▸ **TRECHO SELECIONADO**:

--

Segundo a coordenadora da Rede Emancipa e Secretária Geral do PSOL em São José dos Campos, Tamires Arantes, o Fundo Municipal de Cultura é uma conquista democrática da classe artística joseense. “O motivo da sua existência é promover as diferentes expressões da cultura popular aqui em nossa região. Fica claro que a suposta questão moral a respeito do conteúdo do livro é, na verdade, uma cortina de fumaça para facilitar que um setor político imponha seus valores sem opiniões contrárias. É essa a essência da polêmica. Não me preocupa que critiquem o governo, me preocupa a liberdade de expressão ser usada para a promoção do racismo, da violência contra mulher, contra a educação e a cultura, em suas diversas formas de preconceito, como faz, sem vetos, Jair Bolsonaro”, ressalta.

--

▸ **ENTRADAS DE ORIGEM**:
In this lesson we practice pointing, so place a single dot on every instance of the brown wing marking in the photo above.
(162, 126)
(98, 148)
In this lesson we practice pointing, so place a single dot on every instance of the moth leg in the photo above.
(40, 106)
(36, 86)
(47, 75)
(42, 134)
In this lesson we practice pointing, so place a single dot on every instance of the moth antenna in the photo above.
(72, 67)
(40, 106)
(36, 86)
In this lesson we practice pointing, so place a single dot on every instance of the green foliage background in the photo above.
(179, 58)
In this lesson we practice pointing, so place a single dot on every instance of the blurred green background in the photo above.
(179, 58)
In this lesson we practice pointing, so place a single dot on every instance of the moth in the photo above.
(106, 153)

--

▸ **COMPLETE O SEGUINTE**:
1 > Liste, na ordem em que aparecem, todos os nomes próprios presentes no trecho sobre o Fundo Municipal de Cultura.
2 > Reescreva as entradas começando pela linha que contém "moth in the photo above." e indo até o fim das entradas, trocando "single dot" por "small marker" e mantendo todo o resto inalterado.
O trecho e as entradas vêm de fontes diferentes.

▸ **RESPOSTAS**:
1 >
Rede Emancipa
PSOL
São José dos Campos
Tamires Arantes
Fundo Municipal de Cultura
Jair Bolsonaro

2 >
In this lesson we practice pointing, so place a small marker on every instance of the moth in the photo above.
(106, 153)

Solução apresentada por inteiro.